(Collected data)
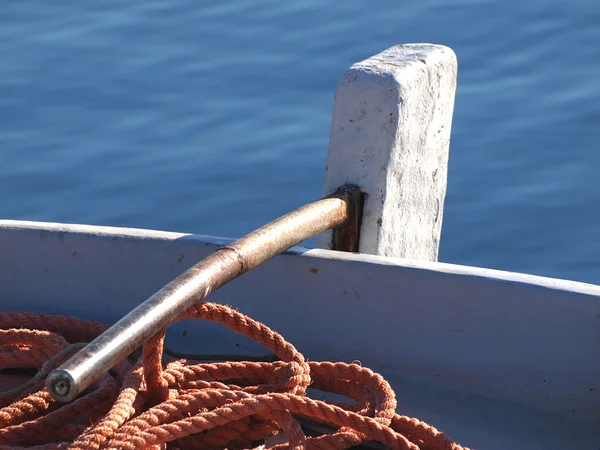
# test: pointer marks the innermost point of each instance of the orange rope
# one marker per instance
(189, 405)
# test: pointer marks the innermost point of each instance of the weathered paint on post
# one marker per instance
(390, 135)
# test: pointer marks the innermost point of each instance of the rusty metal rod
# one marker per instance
(195, 284)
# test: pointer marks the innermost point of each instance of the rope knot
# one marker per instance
(291, 378)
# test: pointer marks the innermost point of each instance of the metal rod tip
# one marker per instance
(61, 386)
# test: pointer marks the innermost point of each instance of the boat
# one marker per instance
(494, 359)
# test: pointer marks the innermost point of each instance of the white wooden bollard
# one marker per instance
(390, 135)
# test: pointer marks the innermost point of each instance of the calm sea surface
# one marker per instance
(213, 117)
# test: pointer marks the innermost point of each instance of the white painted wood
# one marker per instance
(390, 135)
(497, 360)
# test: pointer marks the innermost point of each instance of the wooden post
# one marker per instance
(390, 136)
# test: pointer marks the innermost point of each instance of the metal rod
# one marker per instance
(195, 284)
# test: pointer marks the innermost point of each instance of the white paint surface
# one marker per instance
(497, 360)
(390, 135)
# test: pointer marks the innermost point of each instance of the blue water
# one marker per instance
(213, 117)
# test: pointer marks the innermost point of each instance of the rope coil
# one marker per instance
(184, 404)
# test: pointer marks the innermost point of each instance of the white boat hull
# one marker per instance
(494, 359)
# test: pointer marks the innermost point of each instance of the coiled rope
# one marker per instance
(183, 404)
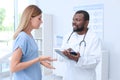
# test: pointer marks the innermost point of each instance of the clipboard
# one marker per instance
(58, 51)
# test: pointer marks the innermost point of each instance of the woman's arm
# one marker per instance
(16, 65)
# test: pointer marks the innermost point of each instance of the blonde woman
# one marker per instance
(25, 63)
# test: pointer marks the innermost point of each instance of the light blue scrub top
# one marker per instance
(29, 52)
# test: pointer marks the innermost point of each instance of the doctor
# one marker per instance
(86, 45)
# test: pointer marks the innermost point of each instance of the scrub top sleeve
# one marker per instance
(93, 58)
(20, 42)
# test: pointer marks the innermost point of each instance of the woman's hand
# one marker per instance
(47, 64)
(46, 58)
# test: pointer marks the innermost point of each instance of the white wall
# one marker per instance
(62, 10)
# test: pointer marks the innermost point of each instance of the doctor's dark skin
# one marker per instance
(80, 26)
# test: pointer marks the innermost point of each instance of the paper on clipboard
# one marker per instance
(60, 53)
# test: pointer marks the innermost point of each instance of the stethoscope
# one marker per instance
(82, 43)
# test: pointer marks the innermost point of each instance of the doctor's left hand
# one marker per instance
(70, 56)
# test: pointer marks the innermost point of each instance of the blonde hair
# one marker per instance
(30, 11)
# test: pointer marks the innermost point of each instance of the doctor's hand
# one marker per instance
(71, 56)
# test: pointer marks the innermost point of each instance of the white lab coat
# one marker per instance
(84, 69)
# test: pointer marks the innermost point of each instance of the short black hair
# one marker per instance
(85, 13)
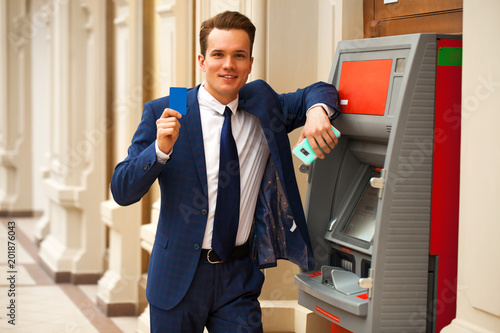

Description of the task:
Your task is to find each line in the entries that contains the string "woman" and copy it.

Solution:
# test: pointer marks the innermost point of each instance of the woman's arm
# test: pointer marks the innermost point of each instance of the blonde woman
# test: pointer marks the innermost point of each instance of the woman's hand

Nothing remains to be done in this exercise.